What the task requires —
Reproduce the following lines word for word.

Lines excerpted from a collection:

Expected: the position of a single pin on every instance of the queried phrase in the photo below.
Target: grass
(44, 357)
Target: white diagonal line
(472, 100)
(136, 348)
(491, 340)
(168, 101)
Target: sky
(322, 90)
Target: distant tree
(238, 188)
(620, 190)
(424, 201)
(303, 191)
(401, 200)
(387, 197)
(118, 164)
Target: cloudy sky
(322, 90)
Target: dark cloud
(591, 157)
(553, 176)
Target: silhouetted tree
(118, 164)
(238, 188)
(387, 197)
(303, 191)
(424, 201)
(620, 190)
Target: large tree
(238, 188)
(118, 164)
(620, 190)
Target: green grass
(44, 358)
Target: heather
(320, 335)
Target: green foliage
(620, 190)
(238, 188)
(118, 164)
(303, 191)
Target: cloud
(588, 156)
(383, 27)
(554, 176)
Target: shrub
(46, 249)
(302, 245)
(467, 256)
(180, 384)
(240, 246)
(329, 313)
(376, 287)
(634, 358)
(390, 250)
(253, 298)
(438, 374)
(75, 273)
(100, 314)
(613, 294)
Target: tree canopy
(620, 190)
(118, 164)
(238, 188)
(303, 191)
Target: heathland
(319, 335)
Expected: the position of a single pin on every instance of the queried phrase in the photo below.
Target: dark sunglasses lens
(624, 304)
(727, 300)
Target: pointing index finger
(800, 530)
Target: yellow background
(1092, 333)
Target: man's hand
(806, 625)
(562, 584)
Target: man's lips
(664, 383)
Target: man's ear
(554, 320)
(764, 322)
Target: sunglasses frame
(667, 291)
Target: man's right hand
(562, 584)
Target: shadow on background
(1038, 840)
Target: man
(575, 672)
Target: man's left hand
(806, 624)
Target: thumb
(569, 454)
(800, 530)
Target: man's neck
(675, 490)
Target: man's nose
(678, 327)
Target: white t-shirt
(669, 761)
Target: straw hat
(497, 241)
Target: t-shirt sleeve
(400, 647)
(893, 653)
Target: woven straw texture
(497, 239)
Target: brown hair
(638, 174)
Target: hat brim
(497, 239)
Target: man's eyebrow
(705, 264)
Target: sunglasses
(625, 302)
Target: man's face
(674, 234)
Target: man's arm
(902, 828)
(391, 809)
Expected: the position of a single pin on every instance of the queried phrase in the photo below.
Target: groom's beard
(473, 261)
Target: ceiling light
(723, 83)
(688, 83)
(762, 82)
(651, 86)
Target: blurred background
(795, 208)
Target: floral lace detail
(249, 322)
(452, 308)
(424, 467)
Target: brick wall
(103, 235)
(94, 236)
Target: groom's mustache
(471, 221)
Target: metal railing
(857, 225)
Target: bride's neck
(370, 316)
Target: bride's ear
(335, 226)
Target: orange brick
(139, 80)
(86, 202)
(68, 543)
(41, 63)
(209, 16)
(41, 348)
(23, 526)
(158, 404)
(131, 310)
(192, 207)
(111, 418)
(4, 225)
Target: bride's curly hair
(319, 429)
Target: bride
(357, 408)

Solution for this exercise —
Expected: the position of a single pin on every instance of the queried phrase in the photo below.
Target: grass
(44, 357)
Target: white diagonal line
(472, 100)
(136, 348)
(491, 340)
(168, 101)
Target: sky
(322, 90)
Target: distant tree
(238, 188)
(620, 190)
(424, 201)
(303, 191)
(401, 200)
(387, 197)
(118, 164)
Target: cloudy sky
(322, 90)
Target: dark cloud
(591, 157)
(553, 176)
Target: silhouetted tree
(118, 164)
(238, 188)
(387, 197)
(303, 191)
(424, 201)
(620, 190)
Target: large tree
(238, 188)
(118, 164)
(620, 190)
Target: green grass
(44, 358)
Target: heather
(320, 335)
Target: green foliage
(620, 190)
(238, 188)
(118, 164)
(303, 191)
Target: cloud
(588, 156)
(383, 27)
(554, 176)
Target: shrub
(46, 249)
(302, 245)
(467, 256)
(180, 384)
(240, 246)
(329, 313)
(376, 287)
(634, 358)
(390, 250)
(253, 298)
(438, 374)
(75, 273)
(100, 314)
(613, 294)
Target: tree canopy
(620, 190)
(118, 164)
(238, 188)
(303, 191)
Target: heathland
(319, 335)
Expected: the position of a single pin on every instance of the queried phrase in the photo below.
Target: dark sunglasses lens
(624, 304)
(727, 300)
Target: pointing index finger
(800, 530)
Target: yellow background
(1092, 333)
Target: man's hand
(806, 625)
(562, 584)
Target: man's lips
(664, 383)
Target: man's ear
(554, 320)
(764, 322)
Target: sunglasses frame
(667, 291)
Target: man's right hand
(562, 584)
Target: shadow on background
(1038, 840)
Target: man
(575, 672)
Target: man's left hand
(806, 624)
Target: thumb
(569, 454)
(800, 530)
Target: man's neck
(675, 490)
Target: man's nose
(678, 327)
Target: white t-shirt
(669, 761)
Target: straw hat
(497, 241)
Target: t-shirt sleeve
(400, 647)
(893, 653)
Target: woven straw texture
(497, 239)
Target: brown hair
(638, 174)
Target: hat brim
(497, 239)
Target: man's eyebrow
(705, 264)
Target: sunglasses
(625, 302)
Target: man's face
(674, 234)
Target: man's arm
(902, 828)
(391, 809)
Expected: the position of a single pin on every instance of the queried phrase in the photo below.
Target: groom's beard
(473, 261)
Target: ceiling light
(723, 83)
(688, 83)
(762, 82)
(651, 86)
Target: blurred background
(795, 208)
Target: floral lace detail
(249, 322)
(452, 308)
(424, 467)
Target: brick wall
(103, 235)
(94, 236)
Target: groom's mustache
(471, 221)
Target: metal railing
(857, 225)
Target: bride's neck
(370, 316)
Target: bride's ear
(335, 226)
Target: orange brick
(139, 80)
(86, 202)
(68, 543)
(41, 63)
(209, 16)
(41, 348)
(23, 526)
(158, 404)
(131, 310)
(192, 207)
(111, 418)
(4, 225)
Target: bride's curly hair
(319, 429)
Target: bride
(357, 408)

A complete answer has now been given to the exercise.